Stored items from a collection
==================================================

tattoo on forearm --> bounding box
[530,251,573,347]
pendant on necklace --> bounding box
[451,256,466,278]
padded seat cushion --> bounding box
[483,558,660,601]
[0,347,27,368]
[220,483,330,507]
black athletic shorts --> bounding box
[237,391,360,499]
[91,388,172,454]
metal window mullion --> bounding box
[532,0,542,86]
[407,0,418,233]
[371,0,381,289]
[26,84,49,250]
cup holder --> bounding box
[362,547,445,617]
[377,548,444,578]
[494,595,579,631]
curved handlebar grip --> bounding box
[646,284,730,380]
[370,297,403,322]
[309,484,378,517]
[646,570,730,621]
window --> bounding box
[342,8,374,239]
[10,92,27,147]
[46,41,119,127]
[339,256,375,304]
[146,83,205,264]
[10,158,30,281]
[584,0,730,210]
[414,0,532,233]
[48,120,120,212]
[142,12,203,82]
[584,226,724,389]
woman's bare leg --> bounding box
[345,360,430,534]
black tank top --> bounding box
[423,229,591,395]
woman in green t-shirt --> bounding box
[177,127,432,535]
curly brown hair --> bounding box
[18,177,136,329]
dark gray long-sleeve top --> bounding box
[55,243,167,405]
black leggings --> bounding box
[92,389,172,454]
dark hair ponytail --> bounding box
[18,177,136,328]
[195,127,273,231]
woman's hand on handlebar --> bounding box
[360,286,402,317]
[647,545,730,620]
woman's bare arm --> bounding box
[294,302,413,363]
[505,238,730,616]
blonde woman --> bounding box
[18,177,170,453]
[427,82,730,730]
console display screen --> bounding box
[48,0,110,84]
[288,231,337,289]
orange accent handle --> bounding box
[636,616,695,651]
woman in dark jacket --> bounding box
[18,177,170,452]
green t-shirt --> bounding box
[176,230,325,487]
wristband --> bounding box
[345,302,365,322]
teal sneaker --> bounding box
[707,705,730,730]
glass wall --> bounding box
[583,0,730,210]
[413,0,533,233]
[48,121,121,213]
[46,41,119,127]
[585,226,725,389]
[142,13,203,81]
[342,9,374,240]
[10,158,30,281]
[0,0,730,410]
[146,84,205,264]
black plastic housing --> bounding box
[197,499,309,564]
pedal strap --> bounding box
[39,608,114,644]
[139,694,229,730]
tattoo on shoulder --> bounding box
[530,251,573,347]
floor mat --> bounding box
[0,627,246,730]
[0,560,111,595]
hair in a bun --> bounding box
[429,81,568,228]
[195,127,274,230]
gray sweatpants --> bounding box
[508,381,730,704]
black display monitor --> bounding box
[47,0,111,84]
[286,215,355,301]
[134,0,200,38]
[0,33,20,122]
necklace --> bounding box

==================================================

WHAT YOU ARE ASKED TO DO | Rewrite the data from the line with "window --> bounding box" to the line with "[177,127,432,535]", with "tank top" renamed to "sleeveless top" and everything else left the same.

OUTPUT OF THE TASK |
window --> bounding box
[342,8,374,239]
[10,92,27,147]
[46,41,119,127]
[339,256,375,304]
[146,83,205,264]
[10,158,30,281]
[584,0,730,210]
[414,0,532,233]
[48,120,120,212]
[142,12,203,82]
[584,226,724,389]
woman's bare leg --> bounding box
[345,360,430,534]
black sleeveless top --> bounding box
[423,229,591,395]
woman in green t-shirt --> bounding box
[177,127,432,535]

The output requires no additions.